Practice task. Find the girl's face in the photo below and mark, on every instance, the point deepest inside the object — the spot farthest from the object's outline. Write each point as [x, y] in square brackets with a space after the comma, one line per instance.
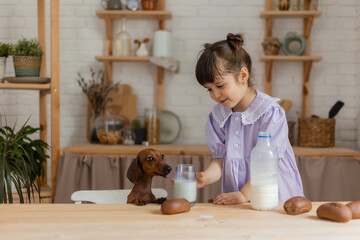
[229, 90]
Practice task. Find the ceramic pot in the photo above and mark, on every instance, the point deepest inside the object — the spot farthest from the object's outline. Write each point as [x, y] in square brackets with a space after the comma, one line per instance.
[283, 5]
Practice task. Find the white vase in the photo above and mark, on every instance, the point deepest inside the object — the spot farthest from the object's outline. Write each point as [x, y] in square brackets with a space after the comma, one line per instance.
[2, 68]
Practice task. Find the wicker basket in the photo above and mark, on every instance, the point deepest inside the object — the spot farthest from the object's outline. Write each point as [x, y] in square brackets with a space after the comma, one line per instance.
[27, 66]
[316, 132]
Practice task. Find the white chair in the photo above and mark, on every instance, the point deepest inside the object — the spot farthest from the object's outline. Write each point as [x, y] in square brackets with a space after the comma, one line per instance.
[109, 196]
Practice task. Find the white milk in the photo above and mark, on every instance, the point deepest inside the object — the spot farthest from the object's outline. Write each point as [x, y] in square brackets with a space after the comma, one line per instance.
[264, 197]
[185, 189]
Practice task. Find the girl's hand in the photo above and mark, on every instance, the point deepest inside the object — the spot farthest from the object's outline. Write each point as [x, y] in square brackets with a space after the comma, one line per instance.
[200, 179]
[229, 198]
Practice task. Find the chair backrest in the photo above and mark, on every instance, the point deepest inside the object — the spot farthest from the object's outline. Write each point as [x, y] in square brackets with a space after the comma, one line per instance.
[109, 196]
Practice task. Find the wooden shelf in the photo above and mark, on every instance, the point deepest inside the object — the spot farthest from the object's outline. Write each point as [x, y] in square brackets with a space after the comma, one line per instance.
[290, 58]
[118, 14]
[25, 86]
[109, 17]
[123, 59]
[307, 60]
[290, 14]
[113, 150]
[169, 149]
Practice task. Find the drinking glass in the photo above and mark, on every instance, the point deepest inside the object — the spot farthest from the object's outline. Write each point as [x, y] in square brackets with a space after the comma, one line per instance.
[185, 182]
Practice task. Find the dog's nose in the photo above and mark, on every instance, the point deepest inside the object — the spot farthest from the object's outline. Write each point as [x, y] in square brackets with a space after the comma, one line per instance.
[167, 169]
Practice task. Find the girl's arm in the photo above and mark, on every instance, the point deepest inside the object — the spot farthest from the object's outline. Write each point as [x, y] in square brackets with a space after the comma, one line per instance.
[211, 174]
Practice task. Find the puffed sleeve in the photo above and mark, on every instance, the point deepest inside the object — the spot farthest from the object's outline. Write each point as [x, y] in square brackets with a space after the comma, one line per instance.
[215, 138]
[274, 121]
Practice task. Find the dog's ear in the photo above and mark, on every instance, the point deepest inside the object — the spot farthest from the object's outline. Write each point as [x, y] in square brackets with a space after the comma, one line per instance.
[135, 173]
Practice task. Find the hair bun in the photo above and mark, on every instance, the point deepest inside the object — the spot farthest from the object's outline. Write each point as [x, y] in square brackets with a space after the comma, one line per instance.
[207, 45]
[235, 41]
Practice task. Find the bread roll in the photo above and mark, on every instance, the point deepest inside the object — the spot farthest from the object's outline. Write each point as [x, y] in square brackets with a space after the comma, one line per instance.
[175, 206]
[297, 205]
[354, 208]
[334, 211]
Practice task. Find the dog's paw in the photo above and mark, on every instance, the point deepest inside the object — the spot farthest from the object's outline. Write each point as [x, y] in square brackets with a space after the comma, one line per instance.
[160, 200]
[140, 202]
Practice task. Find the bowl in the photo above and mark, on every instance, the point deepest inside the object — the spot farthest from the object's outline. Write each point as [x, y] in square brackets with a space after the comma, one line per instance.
[109, 129]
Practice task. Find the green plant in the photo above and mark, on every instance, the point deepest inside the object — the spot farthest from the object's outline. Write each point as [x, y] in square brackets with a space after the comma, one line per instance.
[136, 124]
[27, 47]
[4, 49]
[22, 162]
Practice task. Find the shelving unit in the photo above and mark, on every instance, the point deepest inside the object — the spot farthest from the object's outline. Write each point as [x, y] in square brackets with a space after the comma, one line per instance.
[308, 15]
[44, 89]
[109, 16]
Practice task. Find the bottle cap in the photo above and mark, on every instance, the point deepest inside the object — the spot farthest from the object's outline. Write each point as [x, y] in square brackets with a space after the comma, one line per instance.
[264, 135]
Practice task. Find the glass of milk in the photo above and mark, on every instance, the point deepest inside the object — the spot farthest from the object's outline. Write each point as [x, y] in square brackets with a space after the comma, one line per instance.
[185, 182]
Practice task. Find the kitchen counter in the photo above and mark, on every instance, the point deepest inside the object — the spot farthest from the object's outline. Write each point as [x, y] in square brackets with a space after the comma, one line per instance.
[127, 221]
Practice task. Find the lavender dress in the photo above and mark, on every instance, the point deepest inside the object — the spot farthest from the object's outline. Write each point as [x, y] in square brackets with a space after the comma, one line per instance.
[232, 135]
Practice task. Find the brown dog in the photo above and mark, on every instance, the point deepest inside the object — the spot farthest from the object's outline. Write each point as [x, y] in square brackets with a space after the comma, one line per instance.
[149, 163]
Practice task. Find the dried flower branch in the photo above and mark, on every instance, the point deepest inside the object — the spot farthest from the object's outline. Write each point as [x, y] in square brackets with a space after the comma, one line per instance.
[97, 89]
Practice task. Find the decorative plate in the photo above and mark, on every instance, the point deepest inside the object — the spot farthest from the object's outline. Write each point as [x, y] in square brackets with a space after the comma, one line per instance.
[27, 79]
[170, 126]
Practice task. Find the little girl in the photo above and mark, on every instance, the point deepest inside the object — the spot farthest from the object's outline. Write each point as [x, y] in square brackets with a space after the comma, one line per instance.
[224, 69]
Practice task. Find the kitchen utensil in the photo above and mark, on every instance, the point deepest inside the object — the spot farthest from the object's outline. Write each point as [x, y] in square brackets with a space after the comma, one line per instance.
[285, 104]
[152, 125]
[335, 109]
[170, 126]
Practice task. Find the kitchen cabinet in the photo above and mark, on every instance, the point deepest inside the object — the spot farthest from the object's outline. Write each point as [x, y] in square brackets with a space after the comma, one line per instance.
[45, 89]
[308, 18]
[109, 16]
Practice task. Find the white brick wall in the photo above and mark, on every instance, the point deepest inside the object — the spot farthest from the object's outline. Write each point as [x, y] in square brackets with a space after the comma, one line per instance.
[335, 36]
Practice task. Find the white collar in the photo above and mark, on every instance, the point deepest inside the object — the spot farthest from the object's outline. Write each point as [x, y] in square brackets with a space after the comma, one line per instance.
[257, 109]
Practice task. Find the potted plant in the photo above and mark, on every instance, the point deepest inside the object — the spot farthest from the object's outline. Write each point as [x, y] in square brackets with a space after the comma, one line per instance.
[96, 90]
[4, 53]
[27, 54]
[22, 162]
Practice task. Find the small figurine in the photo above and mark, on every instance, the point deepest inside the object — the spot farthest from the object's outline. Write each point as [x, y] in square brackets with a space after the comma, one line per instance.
[297, 5]
[271, 45]
[142, 50]
[315, 4]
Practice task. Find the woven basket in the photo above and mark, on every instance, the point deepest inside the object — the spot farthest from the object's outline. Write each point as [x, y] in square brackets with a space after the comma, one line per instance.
[27, 66]
[291, 125]
[316, 132]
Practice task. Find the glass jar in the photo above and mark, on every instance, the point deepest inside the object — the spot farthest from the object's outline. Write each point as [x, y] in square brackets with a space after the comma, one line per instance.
[149, 4]
[122, 41]
[152, 125]
[109, 129]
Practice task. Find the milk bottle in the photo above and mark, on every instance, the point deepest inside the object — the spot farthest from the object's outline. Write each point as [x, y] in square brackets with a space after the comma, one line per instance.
[264, 174]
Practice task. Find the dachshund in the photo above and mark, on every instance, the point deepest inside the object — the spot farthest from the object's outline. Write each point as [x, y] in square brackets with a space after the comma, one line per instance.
[149, 163]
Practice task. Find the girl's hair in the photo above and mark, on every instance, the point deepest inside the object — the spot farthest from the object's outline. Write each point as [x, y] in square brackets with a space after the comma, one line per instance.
[223, 57]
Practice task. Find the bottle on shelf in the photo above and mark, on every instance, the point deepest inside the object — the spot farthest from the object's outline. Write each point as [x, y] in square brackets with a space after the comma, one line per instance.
[264, 174]
[122, 41]
[152, 125]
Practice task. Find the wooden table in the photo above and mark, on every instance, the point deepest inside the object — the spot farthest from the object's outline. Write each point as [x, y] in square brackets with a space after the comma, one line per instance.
[204, 221]
[188, 150]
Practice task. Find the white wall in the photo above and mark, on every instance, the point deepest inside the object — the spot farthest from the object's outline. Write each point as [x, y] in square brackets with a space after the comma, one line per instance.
[335, 36]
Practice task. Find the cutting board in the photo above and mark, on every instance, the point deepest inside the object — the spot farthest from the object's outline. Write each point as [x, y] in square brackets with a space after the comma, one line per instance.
[123, 103]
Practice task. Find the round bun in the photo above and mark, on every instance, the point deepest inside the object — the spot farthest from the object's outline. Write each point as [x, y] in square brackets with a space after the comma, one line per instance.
[235, 41]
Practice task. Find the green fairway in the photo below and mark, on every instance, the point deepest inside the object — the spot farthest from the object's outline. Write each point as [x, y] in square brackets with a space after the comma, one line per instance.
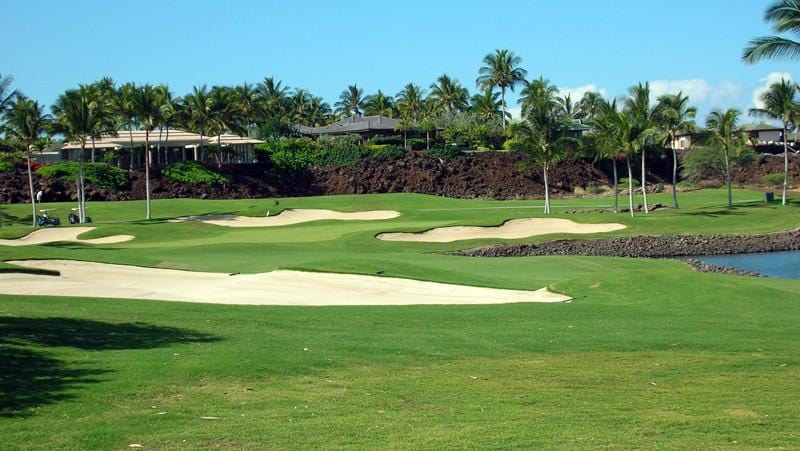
[649, 353]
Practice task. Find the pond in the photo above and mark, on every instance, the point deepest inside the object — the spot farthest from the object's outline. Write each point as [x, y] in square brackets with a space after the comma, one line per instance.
[784, 264]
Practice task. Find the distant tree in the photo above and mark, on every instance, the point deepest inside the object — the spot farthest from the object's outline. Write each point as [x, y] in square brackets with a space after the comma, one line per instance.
[673, 114]
[147, 104]
[26, 123]
[448, 95]
[607, 140]
[589, 105]
[780, 103]
[784, 15]
[540, 136]
[643, 131]
[198, 115]
[501, 70]
[409, 100]
[351, 101]
[487, 105]
[722, 132]
[379, 104]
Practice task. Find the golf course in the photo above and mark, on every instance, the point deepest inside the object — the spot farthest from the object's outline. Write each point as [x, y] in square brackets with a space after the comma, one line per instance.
[641, 353]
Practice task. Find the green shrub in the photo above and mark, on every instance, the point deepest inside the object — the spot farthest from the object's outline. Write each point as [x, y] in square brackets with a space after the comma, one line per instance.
[775, 180]
[445, 153]
[623, 183]
[192, 172]
[99, 174]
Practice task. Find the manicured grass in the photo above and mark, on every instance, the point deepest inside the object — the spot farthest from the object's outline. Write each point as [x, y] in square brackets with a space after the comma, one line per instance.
[650, 354]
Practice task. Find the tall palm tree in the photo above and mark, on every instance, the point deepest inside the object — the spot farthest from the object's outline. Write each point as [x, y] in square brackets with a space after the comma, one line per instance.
[251, 108]
[673, 114]
[379, 104]
[409, 100]
[26, 123]
[643, 131]
[147, 103]
[487, 105]
[722, 132]
[351, 101]
[540, 135]
[127, 113]
[607, 140]
[449, 95]
[785, 18]
[76, 115]
[7, 95]
[197, 106]
[501, 70]
[780, 103]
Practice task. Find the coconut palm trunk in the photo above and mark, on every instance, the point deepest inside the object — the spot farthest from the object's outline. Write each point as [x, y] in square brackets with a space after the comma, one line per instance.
[546, 191]
[147, 169]
[30, 184]
[616, 186]
[785, 164]
[728, 177]
[630, 186]
[644, 182]
[674, 175]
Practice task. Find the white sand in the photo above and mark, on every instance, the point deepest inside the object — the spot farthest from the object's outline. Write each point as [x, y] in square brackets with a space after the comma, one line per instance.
[56, 234]
[290, 216]
[513, 229]
[89, 279]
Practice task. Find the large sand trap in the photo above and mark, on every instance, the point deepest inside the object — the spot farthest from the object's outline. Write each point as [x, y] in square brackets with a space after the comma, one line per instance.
[273, 288]
[513, 229]
[290, 216]
[44, 236]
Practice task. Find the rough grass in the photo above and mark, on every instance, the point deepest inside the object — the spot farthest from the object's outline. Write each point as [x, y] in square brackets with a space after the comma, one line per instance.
[650, 354]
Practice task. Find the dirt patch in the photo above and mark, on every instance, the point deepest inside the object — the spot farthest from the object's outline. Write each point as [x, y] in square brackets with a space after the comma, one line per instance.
[513, 229]
[88, 279]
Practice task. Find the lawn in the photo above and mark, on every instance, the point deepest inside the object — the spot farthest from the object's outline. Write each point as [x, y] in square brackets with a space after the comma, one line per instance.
[649, 354]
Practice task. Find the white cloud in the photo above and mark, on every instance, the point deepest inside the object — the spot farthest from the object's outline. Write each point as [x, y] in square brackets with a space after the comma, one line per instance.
[577, 93]
[765, 83]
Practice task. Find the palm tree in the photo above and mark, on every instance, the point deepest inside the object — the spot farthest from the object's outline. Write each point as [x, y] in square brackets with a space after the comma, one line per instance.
[351, 101]
[501, 70]
[780, 103]
[198, 113]
[7, 95]
[379, 104]
[449, 95]
[606, 139]
[147, 104]
[643, 131]
[589, 105]
[540, 135]
[722, 131]
[26, 123]
[785, 18]
[487, 106]
[409, 100]
[127, 113]
[673, 114]
[76, 116]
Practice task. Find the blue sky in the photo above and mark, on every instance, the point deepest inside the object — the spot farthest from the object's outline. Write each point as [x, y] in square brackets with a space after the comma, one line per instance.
[324, 46]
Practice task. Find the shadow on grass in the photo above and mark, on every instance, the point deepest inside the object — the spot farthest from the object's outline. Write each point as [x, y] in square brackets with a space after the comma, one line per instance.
[30, 378]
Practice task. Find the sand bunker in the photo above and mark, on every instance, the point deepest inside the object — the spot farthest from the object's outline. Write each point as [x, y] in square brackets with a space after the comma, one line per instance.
[89, 279]
[44, 236]
[289, 217]
[513, 229]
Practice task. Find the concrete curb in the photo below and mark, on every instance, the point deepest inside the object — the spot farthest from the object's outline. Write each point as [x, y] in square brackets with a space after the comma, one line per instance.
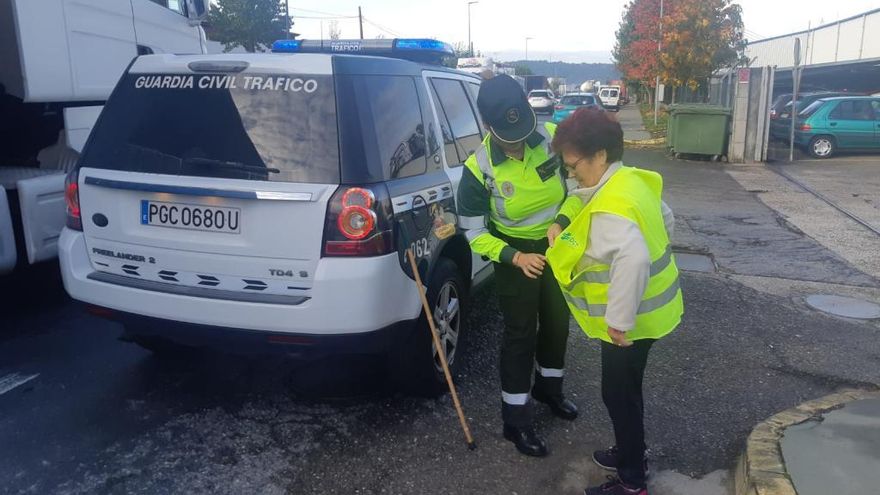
[761, 468]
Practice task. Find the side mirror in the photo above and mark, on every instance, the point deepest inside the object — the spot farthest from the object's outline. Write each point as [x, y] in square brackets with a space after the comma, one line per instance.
[197, 11]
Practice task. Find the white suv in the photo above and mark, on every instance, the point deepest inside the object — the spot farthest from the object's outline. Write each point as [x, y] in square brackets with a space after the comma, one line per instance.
[266, 200]
[542, 100]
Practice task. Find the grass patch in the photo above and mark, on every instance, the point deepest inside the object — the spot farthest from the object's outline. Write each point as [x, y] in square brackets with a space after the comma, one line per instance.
[659, 130]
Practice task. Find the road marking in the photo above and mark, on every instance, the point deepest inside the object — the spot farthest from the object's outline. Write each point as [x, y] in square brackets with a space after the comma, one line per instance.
[9, 382]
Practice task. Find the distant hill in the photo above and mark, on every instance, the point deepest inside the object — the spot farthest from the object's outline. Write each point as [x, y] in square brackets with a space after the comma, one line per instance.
[573, 73]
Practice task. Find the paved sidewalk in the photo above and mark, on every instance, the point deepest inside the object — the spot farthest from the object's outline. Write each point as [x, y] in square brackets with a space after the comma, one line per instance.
[631, 121]
[838, 453]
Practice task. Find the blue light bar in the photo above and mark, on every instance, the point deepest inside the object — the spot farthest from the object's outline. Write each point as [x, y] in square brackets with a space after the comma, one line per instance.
[415, 49]
[286, 46]
[425, 45]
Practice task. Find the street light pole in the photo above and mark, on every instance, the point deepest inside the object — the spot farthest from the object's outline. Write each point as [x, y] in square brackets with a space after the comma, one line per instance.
[470, 43]
[657, 83]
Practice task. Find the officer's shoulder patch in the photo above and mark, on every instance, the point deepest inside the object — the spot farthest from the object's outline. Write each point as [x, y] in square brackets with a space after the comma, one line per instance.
[569, 238]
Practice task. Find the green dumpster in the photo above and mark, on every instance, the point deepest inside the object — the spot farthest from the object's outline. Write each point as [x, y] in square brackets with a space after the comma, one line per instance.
[699, 130]
[673, 110]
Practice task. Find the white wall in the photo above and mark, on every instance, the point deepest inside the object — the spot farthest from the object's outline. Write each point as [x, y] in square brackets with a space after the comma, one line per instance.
[849, 40]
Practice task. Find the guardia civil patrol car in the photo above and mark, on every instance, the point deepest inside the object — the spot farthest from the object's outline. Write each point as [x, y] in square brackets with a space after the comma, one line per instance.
[255, 200]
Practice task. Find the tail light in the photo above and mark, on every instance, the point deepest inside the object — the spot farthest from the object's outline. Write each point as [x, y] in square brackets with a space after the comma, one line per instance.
[359, 222]
[71, 197]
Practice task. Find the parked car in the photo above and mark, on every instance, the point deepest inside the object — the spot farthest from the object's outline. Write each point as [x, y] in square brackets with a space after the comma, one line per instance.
[571, 102]
[266, 201]
[780, 125]
[542, 101]
[778, 104]
[830, 125]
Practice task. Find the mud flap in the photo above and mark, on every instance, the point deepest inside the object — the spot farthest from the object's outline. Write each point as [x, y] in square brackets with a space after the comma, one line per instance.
[8, 256]
[42, 215]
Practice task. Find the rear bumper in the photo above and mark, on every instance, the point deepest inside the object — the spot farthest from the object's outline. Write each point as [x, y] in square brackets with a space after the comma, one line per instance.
[242, 341]
[349, 296]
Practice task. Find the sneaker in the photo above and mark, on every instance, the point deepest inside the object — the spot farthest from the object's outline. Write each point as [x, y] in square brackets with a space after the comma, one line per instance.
[615, 487]
[610, 457]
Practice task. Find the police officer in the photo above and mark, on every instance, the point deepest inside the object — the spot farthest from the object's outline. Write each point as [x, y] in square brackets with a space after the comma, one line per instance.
[511, 195]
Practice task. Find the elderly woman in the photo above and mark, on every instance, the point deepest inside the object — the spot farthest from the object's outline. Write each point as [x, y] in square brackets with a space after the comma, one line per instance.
[615, 267]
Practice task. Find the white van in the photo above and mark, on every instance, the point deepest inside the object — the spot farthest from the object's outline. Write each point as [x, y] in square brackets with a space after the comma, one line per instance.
[610, 97]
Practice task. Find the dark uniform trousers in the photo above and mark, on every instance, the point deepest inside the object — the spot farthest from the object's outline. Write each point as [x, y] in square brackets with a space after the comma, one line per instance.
[536, 319]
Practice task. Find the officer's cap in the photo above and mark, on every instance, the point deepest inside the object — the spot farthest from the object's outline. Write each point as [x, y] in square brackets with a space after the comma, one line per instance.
[504, 106]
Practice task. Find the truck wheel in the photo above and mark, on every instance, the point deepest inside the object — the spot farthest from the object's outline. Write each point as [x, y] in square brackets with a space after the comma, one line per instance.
[822, 146]
[415, 362]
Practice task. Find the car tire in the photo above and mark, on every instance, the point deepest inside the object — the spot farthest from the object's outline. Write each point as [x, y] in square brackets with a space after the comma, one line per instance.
[414, 365]
[822, 147]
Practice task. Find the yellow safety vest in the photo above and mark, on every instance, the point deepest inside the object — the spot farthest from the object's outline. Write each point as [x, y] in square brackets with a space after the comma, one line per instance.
[634, 194]
[523, 205]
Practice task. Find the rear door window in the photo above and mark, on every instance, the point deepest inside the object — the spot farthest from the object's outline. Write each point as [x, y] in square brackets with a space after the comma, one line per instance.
[459, 114]
[853, 110]
[383, 135]
[240, 126]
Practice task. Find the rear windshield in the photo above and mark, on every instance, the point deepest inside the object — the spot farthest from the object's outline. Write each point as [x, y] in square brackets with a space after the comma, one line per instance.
[237, 126]
[578, 100]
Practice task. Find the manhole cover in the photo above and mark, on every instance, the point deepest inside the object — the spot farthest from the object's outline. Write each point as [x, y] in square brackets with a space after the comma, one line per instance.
[694, 262]
[844, 306]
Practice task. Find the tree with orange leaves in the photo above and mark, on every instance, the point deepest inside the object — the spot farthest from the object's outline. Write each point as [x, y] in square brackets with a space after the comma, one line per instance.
[699, 37]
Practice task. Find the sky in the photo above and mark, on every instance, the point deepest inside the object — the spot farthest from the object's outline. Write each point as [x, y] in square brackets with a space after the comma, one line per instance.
[566, 30]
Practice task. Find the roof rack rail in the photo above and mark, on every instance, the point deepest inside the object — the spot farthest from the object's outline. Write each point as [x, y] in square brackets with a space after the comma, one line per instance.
[415, 49]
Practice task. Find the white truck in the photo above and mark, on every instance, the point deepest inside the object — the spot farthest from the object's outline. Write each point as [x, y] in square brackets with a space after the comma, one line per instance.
[59, 62]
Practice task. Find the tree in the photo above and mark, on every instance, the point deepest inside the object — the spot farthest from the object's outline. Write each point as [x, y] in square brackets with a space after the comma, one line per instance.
[699, 37]
[251, 24]
[335, 32]
[635, 50]
[702, 37]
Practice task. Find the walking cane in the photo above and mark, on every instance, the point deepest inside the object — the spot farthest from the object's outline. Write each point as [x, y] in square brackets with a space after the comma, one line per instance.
[430, 317]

----------

▸ WORK REQUIRED: Your output consists solely of the lines from the one with "Practice task. Find the sky" through the last line, copied exactly.

▸ RESPONSE TO THE TASK:
Practice task. Find the sky in the photo above and mark, on every instance, the point deepest inside the object — the spot farthest from the object's outline. Write each point as [x, y] in square brackets with a space after the comma, one line per instance.
[566, 30]
Practice task. Find the roof rack rail in the photo above and mark, on every instance, the point deepest inside the object — the spot farthest from the object's outline. Write each point as [x, y] in square brackets with a space after the comma, one line per instance.
[415, 49]
Practice task. Find the white truck in the photo above and mark, on every instance, the point deepest inside the object — the spot farthest from the object's outline. Write each point as [x, y] in square brackets with a space after the comma, one line per instance.
[59, 62]
Practice task. Find the tree in the photo above and mark, on every instance, the point deepest inside the object — the spot farthest from the object's outline. Write each point as [x, y] in square brackets with a space after the comma, one line per instance.
[699, 37]
[251, 24]
[335, 32]
[635, 50]
[702, 37]
Practice task. Find the walking cane in the photo above and mark, on every instance, the point deepest inside the object — the spot farthest from the object's outline. Write each point as [x, y] in square brackets with a space after the comma, one line per instance.
[430, 317]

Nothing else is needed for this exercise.